▶ **Texto da página**:
O presidente Chávez e o “Assunto Joaquín Pérez”
Lucia Ruiz
Fonte: Rebelião
Acontecimentos importantes permitem que aflorem princípios nobres e éticos, ou perversas paixões e falências ideológicas. O seqüestro e entrega expressa de Joaquín Pérez Becerra ao Estado terrorista da Colômbia é um desses casos que nos permite avaliar em uma perspectiva adequada a orientação demo-liberal a que vem sendo submetido o processo bolivariano na Venezuela, pela direita endógena na direção do PSUV e do governo central. O “assunto Perez” de uma só vez deixou cair a mascara deixando a descoberto todas as vergonhas e quebras ideológicas. Setores progressistas, democráticos e revolucionários, ficaram atônitos diante da atitude assumida por um governo que se autoproclama “revolucionário”. O grave não é que tenha caído a máscara assim, de uma só vez, o terrível e absurdo é que o presidente Hugo Chávez acredite que as massas e os povos ainda não perceberam a incoerência ética que assumiu em todo este grave assunto.
O “assunto Pérez” marca o ponto de virada do processo democrático e progressista que vinha empurrando o governo de Hugo Chávez nestes últimos 12 anos. Isto não significa que o presidente Hugo Chávez, não seja reconhecido e valorizado na sua justa dimensão pelo papel que tem desempenhado e que pode desempenhar ainda, apesar da crise. E sua liderança, em grande medida, representa o anseio de liberdade para o povo venezuelano. Chávez pode até mesmo ser reeleito como presidente da Venezuela. Mas em se tratando desse assunto, quando se fala de transformações socialistas, não se trata meramente de eleger presidentes, mas realizar de verdade grandes e profundas mudanças econômicas, sociais, políticas e culturais a favor das massas populares e que afetem radicalmente as estruturas capitalistas de exploração e que suprimam a opressão. E isto não é alcançado por modelos econômicos extrativistas, nem sendo condescendente com as classes capitalistas que enchem os bolsos cavalgando na onda do "Vermelho", nem guardando silêncio subserviente diante da galopante corrupção institucional, nem deixar à boliburgesia fazer o que bem quiser.
Aqui estão algumas das realidades reveladas pelo “assunto Pérez”. De um lado está a posição deplorável e arbitrária assumida por Chávez e seu governo, que pisoteou a Constituição da República Bolivariana da Venezuela, onde se lê no Capítulo III, Dos Direitos Civis, Artigo 44.

Uma sequência de registros

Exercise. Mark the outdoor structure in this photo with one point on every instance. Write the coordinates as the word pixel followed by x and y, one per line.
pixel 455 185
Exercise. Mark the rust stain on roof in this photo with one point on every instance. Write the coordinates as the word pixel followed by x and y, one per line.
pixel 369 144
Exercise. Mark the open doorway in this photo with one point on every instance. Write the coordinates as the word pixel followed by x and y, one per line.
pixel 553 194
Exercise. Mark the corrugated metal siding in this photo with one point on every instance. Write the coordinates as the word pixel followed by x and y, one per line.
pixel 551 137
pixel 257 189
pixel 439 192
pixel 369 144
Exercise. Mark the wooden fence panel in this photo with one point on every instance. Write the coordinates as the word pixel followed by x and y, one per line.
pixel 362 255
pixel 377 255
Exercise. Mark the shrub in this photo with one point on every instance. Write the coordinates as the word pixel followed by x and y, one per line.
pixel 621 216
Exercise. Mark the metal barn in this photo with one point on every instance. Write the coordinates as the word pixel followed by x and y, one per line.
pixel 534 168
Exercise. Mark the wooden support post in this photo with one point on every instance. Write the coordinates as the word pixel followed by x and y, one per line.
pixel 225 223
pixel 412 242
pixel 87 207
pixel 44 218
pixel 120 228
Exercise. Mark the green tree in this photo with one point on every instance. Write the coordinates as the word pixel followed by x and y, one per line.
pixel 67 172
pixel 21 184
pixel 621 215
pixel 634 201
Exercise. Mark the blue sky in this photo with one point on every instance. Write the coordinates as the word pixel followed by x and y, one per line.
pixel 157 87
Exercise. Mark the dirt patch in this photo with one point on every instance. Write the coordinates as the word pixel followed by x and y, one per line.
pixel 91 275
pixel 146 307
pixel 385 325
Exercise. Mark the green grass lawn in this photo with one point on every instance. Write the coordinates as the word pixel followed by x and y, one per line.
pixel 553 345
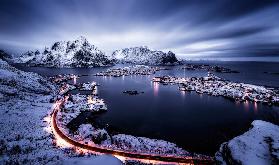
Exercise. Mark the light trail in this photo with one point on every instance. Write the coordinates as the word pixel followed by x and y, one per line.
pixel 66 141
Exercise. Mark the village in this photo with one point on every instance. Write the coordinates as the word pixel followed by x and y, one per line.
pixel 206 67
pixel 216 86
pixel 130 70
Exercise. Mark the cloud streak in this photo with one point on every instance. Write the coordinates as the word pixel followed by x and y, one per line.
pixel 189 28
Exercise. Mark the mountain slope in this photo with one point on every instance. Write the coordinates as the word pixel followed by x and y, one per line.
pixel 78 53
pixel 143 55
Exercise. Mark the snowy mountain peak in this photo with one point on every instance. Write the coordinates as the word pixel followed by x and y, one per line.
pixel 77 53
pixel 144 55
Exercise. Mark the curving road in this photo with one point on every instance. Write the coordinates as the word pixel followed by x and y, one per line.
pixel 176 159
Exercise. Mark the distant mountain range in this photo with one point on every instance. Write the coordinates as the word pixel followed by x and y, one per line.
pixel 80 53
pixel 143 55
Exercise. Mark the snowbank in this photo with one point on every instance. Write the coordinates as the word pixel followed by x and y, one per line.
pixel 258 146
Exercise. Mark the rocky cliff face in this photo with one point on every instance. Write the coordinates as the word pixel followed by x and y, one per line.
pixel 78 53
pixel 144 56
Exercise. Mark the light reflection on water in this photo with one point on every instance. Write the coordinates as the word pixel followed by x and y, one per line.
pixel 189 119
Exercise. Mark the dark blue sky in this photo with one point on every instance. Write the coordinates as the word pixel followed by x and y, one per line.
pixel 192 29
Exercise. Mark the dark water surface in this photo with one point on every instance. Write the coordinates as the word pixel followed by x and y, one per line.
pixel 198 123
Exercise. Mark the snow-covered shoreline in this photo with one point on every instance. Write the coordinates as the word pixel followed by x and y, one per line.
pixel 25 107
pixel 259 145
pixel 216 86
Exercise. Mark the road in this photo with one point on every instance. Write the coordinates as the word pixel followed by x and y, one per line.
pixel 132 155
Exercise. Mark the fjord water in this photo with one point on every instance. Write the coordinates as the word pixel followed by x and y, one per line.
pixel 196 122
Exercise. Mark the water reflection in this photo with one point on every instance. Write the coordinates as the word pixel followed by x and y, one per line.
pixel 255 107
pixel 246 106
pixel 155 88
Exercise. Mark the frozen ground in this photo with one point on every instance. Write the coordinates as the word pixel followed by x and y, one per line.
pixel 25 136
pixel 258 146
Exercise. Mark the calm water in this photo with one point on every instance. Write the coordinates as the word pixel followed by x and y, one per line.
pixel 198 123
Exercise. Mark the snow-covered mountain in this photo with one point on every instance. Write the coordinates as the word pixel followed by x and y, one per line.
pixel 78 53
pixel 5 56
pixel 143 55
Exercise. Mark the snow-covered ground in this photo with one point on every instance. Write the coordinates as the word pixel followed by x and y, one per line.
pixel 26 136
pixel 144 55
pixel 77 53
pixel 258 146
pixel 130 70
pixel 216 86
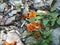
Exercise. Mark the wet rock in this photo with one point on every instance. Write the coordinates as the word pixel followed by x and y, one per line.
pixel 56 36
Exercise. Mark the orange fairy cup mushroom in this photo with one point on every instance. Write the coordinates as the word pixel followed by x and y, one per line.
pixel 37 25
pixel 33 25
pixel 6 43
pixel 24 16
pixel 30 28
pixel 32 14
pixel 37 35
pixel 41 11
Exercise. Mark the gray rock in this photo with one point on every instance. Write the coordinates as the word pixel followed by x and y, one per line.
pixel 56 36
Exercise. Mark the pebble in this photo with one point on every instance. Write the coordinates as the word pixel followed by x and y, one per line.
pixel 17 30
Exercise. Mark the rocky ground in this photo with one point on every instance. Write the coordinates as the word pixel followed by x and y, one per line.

▶ **Enunciado A**: Reproduza sem alterações as linhas dos registros, desde a que contém "Exercise. Mark the gray" até o final dos registros, ambas incluídas.
▶ **Enunciado B**: Dê seguimento ao texto sobre o presidente Chávez e o caso Joaquín Pérez a partir do ponto em que ele termina.

▶ **Resposta redigida A**:
Exercise. Mark the gray rock in this photo with one point on every instance. Write the coordinates as the word pixel followed by x and y, one per line.
pixel 56 36
Exercise. Mark the pebble in this photo with one point on every instance. Write the coordinates as the word pixel followed by x and y, one per line.
pixel 17 30
Exercise. Mark the rocky ground in this photo with one point on every instance. Write the coordinates as the word pixel followed by x and y, one per line.

▶ **Resposta redigida B**:
A liberdade pessoal é inviolável, portanto:
2. Toda pessoa detida tem direito de se comunicar imediatamente com sua família, advogado ou advogada ou pessoa de sua confiança, e estes e estas, por sua vez, têm o direito de ser informados ou informadas sobre a localização da pessoa detida, a ser notificados ou notificadas imediatamente dos motivos da detenção e que se faça o registro escrito no expediente sobre o estado físico e mental do detido, por si mesmo ou por si mesma, ou com a ajuda de especialistas [...]
“No que diz respeito à detenção de cidadãos estrangeiros(as) deve ser observado também, a notificação consular de acordo com os tratados internacionais sobre a matéria”.
Isso mostra que, na prática, na Venezuela não existe um Estado democrático e social, de Direito e de Justiça, mas o executivo (poder presidencial) impõe seus critérios de acordo com o humor e os interesses particulares dos outras poderes, sem sequer consulta e obedecer as respectivas instâncias e normas processuais a que são obrigados todos os poderes do Estado, e ainda mais se tratando do assunto que analisamos. Além de violar a Constituição venezuelana, o governo do presidente Chávez também viola os estatutos e convenções do direito internacional e diplomático. Como por exemplo, a Convenção sobre o Estatuto dos Refugiados, da Organização das Nações Unidas, da qual a Venezuela é signatária, na qual se afirma que “Nenhum dos Estados Contratantes poderá, por expulsão ou devolução, por nenhum motivo, colocar um refugiado nas fronteiras dos territórios onde sua vida ou sua liberdade possa ser ameaçada”. E neste caso, Joaquín Pérez foi entregue a um Estado terrorista com arrepiantes registros de violação dos direitos humanos, em valas comuns, no uso de motosserras para assassinar populares líderes da oposição, camponeses e políticos que são críticos como este Estado que usa o terror para se perpetuar no poder.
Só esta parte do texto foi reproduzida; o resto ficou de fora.